Keywords: Rassismus; Mittelalter; Ungarn; Schwarze Heilige; Sklaverei; racism; Middle Ages; Hungarians; black saints; slavery
In den letzten beiden Jahren wurde kontrovers über die Streichung des Ausdrucks „Rasse" aus Artikel 3 des Grundgesetzes debattiert, ohne dass sich der Bundestag zu einer Entscheidung durchgerungen hätte. Die Befürworter der Streichung argumentierten, die Verwendung des Begriffs schließe eine Anerkennung der Existenz von menschlichen Rassen ein, widerspreche der modernen Wissenschaft und sei folglich Relikt einer rassistischen Weltanschauung. An dieser Diskussion zeigt sich in aller Deutlichkeit der Charakter des Begriffs als ‚Unwort': Wer über Rasse spricht, ist dem Verdacht des Rassismus ausgesetzt. Während sich das Wort „Rasse" derart in seiner negativen Bedeutung verfestigt, erlebt der Begriff „Rassismus" zugleich eine Ausweitung auf viele unterschiedliche Formen der Diskriminierung, die auf kulturelle Unterschiede abheben und nicht viel mit der wissenschaftlichen Lehre über menschliche Rassen zu tun haben. Unter diesen weiten Begriff des Rassismus fallen viele Formen der Diskriminierung, die in Artikel 3 neben Rasse genannt werden: Abstammung, Sprache, Glaube, Heimat und Herkunft. Vor diesem Hintergrund verändert sich auch die Perspektive auf die Geschichte von Rassismus im Mittelalter. Während dieses Phänomen lange Zeit als ein Spezifikum der Neuzeit galt, ist heute die Überraschung geringer, in einer dunklen Epoche wie dem Mittelalter auch einem dunklen Phänomen wie dem Rassismus zu begegnen. Wenn gegenwärtig Islamkritik als Rassismus bewertet wird, liegt es nahe, auch in der Zeit der Kreuzzüge und der christlichen Polemik gegen die sogenannten „Mohammedaner" und „Sarazenen" eine rassistische Weltanschauung zu erkennen.

Datenliste
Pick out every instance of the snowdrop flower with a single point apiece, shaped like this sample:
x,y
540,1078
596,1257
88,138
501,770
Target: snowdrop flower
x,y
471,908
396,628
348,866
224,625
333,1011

- **Die Aufgabe**:
Entscheide für jede der folgenden Aussagen, ob sie mit dem Textauszug über Rassismus im Mittelalter übereinstimmt. Antworte jeweils mit Ja oder Nein und führe die ausschlaggebenden Worte des Textes als wörtliches Zitat an.
1. Der Bundestag hat beschlossen, den Ausdruck „Rasse“ aus Artikel 3 des Grundgesetzes zu streichen.
2. Rassismus galt lange Zeit als etwas, das für die Neuzeit kennzeichnend ist.
3. Artikel 3 nennt neben Rasse unter anderem auch Sprache und Glauben.

- **Fertige Antwort**:
1. Nein: „ohne dass sich der Bundestag zu einer Entscheidung durchgerungen hätte“
2. Ja: „Während dieses Phänomen lange Zeit als ein Spezifikum der Neuzeit galt“
3. Ja: „die in Artikel 3 neben Rasse genannt werden: Abstammung, Sprache, Glaube, Heimat und Herkunft“